The records appear below. Repeat them exactly.

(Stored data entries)
==============================

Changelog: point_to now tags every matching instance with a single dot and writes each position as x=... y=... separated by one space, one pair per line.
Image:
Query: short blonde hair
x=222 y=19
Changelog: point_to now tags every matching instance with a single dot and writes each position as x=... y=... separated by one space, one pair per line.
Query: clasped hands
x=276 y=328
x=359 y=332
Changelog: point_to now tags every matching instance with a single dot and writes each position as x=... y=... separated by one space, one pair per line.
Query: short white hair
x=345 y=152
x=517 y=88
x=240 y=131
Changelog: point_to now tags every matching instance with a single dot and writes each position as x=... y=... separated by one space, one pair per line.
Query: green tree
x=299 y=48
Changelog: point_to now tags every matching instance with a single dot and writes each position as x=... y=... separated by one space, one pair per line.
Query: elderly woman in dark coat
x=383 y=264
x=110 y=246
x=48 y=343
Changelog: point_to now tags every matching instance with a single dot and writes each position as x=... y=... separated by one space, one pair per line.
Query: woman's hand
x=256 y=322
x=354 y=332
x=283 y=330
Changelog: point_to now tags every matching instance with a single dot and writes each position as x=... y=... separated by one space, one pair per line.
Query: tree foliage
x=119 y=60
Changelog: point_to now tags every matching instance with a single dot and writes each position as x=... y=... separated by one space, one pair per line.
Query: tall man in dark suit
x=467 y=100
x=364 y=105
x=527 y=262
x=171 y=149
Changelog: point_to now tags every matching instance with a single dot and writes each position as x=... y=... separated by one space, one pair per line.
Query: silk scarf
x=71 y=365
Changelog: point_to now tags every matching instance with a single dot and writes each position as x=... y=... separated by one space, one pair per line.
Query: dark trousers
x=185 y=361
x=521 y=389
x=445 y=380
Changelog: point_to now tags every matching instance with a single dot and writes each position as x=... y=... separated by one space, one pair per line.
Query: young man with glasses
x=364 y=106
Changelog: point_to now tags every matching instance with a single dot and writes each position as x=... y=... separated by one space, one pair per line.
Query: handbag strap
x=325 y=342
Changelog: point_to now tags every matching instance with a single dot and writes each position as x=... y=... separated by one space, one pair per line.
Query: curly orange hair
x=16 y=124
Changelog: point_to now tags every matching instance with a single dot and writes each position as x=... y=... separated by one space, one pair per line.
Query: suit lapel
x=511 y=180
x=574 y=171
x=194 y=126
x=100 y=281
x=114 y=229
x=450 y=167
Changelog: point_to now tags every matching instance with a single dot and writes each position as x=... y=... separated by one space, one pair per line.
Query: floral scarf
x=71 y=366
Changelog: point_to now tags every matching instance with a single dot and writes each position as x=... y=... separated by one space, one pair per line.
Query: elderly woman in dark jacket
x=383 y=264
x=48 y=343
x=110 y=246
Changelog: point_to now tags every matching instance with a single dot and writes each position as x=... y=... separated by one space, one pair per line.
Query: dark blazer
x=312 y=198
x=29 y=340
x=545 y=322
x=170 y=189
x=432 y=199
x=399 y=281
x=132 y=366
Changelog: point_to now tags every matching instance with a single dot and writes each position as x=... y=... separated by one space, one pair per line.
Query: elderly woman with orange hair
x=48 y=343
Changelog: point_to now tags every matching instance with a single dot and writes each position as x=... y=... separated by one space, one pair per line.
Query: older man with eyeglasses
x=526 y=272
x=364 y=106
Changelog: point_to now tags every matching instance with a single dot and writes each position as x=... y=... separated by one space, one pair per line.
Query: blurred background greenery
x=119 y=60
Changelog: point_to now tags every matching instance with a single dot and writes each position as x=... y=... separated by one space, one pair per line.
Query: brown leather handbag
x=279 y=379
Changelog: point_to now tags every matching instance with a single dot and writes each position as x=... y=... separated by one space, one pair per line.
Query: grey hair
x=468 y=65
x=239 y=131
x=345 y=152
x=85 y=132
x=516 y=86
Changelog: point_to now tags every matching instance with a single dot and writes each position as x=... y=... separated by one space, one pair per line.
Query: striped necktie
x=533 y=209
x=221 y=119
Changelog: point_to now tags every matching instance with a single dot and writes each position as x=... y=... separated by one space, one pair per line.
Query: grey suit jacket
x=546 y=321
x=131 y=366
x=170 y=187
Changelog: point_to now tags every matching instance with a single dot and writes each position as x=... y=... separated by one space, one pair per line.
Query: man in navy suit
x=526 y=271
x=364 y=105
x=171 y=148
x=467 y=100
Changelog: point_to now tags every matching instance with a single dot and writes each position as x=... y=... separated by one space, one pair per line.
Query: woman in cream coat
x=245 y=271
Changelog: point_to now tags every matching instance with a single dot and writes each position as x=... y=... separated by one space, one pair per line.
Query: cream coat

==============================

*Solution for this task*
Changelog: point_to now tags every matching instance with a single dot and writes each position as x=... y=... separated by one space, one pair per line.
Image:
Query: short blonde hair
x=222 y=19
Changelog: point_to now tags every matching instance with a single dot and writes each position as x=... y=... separated by one space, one pair per line.
Query: clasped hands
x=276 y=328
x=359 y=332
Changelog: point_to now tags every matching instance with a single dot and writes each position as x=... y=... separated by one space, one pair per line.
Query: short white hair
x=345 y=152
x=517 y=88
x=240 y=131
Changelog: point_to now tags every matching instance with a single dot and writes each position as x=... y=... separated by one space, one pair per line.
Query: green tree
x=299 y=48
Changelog: point_to now tags every matching instance with a single dot and writes each position as x=... y=... separated by one space, one pair per line.
Query: elderly woman in dark coat
x=383 y=264
x=110 y=246
x=48 y=343
Changelog: point_to now tags every matching instance with a single dot and writes each position as x=... y=... separated by one space, one pair per line.
Query: woman's hand
x=256 y=322
x=354 y=332
x=283 y=330
Changelog: point_to now tags every matching instance with a single dot and writes each position as x=... y=... separated by one space, one pair per line.
Query: tree foliage
x=119 y=60
Changelog: point_to now tags every matching instance with a single dot and writes each position as x=... y=... separated by one space, one pair per line.
Query: tall man in dark suit
x=467 y=100
x=364 y=105
x=527 y=262
x=171 y=149
Changelog: point_to now tags every matching instance with a single dot and writes each position as x=... y=... separated by one space, one pair per line.
Query: silk scarf
x=71 y=365
Changelog: point_to now tags every matching instance with a single dot and writes each position as x=... y=... separated by one space, one pair per line.
Query: dark trousers
x=185 y=361
x=521 y=389
x=445 y=380
Changelog: point_to now tags every matching instance with a single dot and writes each position as x=... y=... separated by one space, one pair per line.
Query: young man with glasses
x=364 y=106
Changelog: point_to now tags every matching instance with a single dot and writes each position as x=... y=... separated by one space, one pair per line.
Query: handbag strap
x=325 y=342
Changelog: point_to now tags every matching instance with a single dot and writes each position as x=... y=... separated by one space, one pair per line.
Query: curly orange hair
x=16 y=124
Changelog: point_to now tags every matching instance with a single dot and writes each position as x=... y=... separated by one space, one pair per line.
Query: suit lapel
x=511 y=180
x=574 y=171
x=194 y=126
x=100 y=281
x=114 y=229
x=450 y=167
Changelog: point_to now tags every matching instance with a single dot and writes each position as x=... y=... separated by one space, one pair per line.
Query: floral scarf
x=71 y=366
Changelog: point_to now tags every matching instance with a single dot and writes each position as x=... y=... separated by one space, one pair per line.
Query: elderly woman in dark jacket
x=383 y=264
x=48 y=343
x=110 y=246
Changelog: point_to now tags every matching instance with a single dot and writes each position as x=... y=... separated by one space, one pair per line.
Query: dark blazer
x=312 y=198
x=29 y=340
x=545 y=322
x=170 y=189
x=432 y=199
x=399 y=281
x=132 y=366
Changelog: point_to now tags every matching instance with a single dot and writes each position as x=... y=... separated by one space, one pair per line.
Query: elderly woman with orange hair
x=48 y=343
Changelog: point_to now tags every matching instance with a single dot and writes each position as x=... y=... separated by one space, one pair per line.
Query: older man with eyeglasses
x=526 y=272
x=364 y=106
Changelog: point_to now tags every matching instance with a single dot and writes each position as x=... y=... separated by one space, one pair per line.
Query: blurred background greenery
x=119 y=60
Changelog: point_to now tags every matching instance with a single dot and writes each position as x=... y=... separated by one space, one pair per line.
Query: brown leather handbag
x=279 y=379
Changelog: point_to now tags every matching instance with a single dot and writes each position as x=... y=... separated by one space, one pair per line.
Query: grey hair
x=468 y=65
x=239 y=131
x=345 y=152
x=85 y=132
x=516 y=86
Changelog: point_to now tags every matching instance with a single dot and writes each position as x=... y=... separated by one space, one pair per line.
Query: striped necktie
x=533 y=209
x=221 y=119
Changelog: point_to now tags every matching instance with a single dot and writes each position as x=... y=... separated by one space, one pair per line.
Query: grey suit jacket
x=546 y=321
x=131 y=366
x=170 y=187
Changelog: point_to now tags every matching instance with a single dot and writes each position as x=... y=... separated by one space, one pair per line.
Query: man in navy suit
x=526 y=271
x=364 y=105
x=171 y=148
x=467 y=100
Changelog: point_to now tags every matching instance with a single dot and writes each position as x=... y=... separated by one space, one pair per line.
Query: woman in cream coat
x=245 y=271
Changelog: point_to now tags every matching instance with a single dot and writes each position as x=... y=... separated by one space, one pair per line.
Query: cream coat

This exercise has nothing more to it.